- [Exercise description]: Return every line in the listing below that contains the string "scaffolding". Treat uppercase and lowercase as different.

[Stored dataset items]
★ ★ ★ ★ ★

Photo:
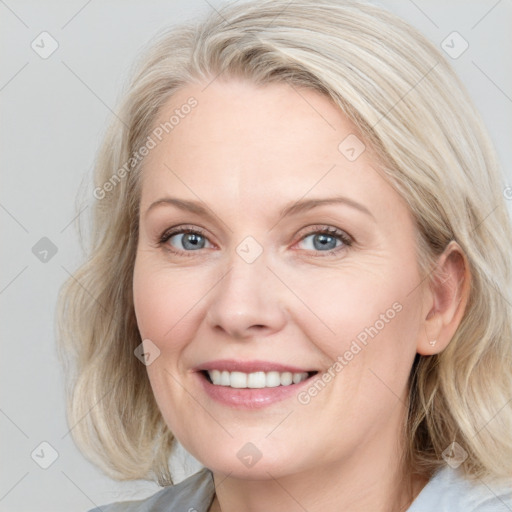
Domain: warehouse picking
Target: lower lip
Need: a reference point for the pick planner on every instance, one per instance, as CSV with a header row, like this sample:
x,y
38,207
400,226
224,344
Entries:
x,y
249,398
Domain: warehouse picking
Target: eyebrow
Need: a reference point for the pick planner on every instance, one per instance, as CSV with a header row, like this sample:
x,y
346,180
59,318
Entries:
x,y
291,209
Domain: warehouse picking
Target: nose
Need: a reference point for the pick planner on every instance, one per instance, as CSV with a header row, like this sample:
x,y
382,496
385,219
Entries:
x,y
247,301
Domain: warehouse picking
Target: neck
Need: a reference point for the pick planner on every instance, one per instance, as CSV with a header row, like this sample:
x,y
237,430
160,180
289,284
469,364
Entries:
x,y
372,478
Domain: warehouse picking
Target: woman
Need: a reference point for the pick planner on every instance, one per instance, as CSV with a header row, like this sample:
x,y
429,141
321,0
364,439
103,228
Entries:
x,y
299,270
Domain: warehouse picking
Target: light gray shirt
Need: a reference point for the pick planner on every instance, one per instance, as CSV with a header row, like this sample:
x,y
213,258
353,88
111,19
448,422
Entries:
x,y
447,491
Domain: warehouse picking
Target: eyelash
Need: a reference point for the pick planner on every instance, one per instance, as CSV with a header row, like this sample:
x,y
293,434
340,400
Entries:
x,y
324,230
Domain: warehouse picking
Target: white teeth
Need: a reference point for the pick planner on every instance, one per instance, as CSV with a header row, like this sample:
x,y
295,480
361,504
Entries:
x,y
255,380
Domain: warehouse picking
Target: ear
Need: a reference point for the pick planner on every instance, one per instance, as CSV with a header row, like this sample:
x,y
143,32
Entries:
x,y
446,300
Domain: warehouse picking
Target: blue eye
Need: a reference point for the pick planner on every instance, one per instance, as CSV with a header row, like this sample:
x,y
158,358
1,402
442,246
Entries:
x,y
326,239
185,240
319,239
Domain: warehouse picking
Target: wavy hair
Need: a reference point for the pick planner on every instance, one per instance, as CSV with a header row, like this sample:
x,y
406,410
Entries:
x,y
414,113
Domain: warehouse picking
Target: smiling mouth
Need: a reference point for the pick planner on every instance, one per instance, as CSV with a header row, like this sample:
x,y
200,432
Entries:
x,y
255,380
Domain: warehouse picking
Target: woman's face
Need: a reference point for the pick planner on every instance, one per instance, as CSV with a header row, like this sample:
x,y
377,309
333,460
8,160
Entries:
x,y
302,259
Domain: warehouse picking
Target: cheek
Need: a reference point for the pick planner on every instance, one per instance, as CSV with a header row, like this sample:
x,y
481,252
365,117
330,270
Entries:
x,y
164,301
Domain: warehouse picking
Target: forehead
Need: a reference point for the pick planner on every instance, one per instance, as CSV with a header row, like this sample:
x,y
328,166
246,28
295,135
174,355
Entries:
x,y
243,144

★ ★ ★ ★ ★

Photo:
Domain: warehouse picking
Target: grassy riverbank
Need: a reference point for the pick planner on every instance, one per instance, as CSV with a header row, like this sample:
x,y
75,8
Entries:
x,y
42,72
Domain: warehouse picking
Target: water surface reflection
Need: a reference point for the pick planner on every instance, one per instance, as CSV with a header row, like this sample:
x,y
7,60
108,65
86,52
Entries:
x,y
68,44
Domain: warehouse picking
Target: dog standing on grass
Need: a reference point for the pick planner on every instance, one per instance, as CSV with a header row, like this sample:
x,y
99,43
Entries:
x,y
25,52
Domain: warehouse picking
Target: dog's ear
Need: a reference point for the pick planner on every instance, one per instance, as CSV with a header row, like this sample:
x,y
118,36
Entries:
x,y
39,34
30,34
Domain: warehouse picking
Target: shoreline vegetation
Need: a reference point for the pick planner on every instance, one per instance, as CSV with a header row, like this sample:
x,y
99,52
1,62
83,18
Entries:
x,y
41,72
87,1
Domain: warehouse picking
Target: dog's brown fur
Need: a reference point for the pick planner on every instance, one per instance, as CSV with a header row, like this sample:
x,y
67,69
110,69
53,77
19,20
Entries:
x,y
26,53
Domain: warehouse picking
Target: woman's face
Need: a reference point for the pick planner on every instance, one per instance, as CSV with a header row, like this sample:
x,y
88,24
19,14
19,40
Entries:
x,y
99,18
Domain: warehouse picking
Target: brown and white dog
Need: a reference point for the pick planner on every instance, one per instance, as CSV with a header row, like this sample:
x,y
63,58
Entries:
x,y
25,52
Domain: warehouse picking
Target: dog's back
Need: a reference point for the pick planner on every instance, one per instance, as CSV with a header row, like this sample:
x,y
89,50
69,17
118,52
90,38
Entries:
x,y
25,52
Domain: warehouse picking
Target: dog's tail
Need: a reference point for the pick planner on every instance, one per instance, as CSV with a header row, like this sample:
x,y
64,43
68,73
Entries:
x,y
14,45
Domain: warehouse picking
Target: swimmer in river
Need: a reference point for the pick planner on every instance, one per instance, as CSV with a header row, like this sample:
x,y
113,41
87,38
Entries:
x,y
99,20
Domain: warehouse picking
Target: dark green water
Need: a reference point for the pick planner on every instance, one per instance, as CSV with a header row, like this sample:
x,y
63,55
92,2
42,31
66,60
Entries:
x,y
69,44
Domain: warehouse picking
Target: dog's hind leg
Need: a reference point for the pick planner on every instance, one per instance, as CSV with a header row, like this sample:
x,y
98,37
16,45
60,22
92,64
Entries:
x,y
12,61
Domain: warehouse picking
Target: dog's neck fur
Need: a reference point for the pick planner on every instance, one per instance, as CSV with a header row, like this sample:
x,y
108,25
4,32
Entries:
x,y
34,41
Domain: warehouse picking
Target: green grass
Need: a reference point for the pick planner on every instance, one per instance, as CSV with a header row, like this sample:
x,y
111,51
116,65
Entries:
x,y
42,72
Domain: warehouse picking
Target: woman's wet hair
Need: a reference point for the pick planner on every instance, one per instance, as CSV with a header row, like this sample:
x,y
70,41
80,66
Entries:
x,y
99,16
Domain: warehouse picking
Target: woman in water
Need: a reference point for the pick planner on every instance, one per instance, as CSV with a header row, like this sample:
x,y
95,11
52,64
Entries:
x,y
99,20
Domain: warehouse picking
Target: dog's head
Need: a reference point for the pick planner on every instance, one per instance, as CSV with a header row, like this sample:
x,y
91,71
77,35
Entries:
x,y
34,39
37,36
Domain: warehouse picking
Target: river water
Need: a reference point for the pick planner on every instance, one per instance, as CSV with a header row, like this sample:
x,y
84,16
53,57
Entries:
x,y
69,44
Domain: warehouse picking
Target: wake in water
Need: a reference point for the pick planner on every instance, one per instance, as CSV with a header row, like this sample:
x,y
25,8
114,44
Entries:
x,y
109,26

★ ★ ★ ★ ★

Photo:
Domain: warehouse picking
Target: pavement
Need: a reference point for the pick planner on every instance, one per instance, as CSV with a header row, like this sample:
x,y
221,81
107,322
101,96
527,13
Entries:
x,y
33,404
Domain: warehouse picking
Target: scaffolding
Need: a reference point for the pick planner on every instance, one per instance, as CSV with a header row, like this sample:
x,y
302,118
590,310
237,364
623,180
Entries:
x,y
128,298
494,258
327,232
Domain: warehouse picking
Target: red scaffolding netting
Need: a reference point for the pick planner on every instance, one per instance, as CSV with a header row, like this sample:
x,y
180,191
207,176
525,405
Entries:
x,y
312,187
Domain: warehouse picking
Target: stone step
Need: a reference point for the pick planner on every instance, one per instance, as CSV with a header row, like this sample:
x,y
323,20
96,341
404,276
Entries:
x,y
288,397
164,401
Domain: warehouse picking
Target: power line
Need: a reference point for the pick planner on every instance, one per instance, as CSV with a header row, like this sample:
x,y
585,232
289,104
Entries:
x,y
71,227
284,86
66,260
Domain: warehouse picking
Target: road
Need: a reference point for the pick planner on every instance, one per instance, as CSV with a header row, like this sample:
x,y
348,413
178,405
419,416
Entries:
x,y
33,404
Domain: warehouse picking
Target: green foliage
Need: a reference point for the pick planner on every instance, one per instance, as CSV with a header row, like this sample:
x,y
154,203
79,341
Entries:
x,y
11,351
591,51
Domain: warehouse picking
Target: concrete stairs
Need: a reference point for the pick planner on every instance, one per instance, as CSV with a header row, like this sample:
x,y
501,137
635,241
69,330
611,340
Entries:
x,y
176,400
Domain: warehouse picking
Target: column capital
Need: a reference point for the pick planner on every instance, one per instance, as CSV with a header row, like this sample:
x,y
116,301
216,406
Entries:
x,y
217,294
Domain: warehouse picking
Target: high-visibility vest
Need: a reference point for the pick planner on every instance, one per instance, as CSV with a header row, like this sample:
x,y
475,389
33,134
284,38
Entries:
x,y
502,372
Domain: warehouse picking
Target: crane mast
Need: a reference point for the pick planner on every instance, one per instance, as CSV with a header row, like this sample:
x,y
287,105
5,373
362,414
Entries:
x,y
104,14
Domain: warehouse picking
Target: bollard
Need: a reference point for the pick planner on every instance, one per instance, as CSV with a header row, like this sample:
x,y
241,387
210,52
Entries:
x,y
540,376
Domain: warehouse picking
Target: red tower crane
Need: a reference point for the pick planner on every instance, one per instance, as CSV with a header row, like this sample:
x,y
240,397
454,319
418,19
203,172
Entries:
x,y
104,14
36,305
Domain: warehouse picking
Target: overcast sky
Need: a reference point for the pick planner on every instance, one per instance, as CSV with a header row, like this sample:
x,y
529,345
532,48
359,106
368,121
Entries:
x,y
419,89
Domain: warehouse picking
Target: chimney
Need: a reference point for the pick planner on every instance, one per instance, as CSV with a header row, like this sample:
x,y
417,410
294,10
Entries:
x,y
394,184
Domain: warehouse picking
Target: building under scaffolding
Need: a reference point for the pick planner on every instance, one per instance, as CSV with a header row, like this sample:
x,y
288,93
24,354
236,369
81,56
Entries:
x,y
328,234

★ ★ ★ ★ ★

- [Task result]:
Target: scaffolding
Target: red scaffolding netting
Target: building under scaffolding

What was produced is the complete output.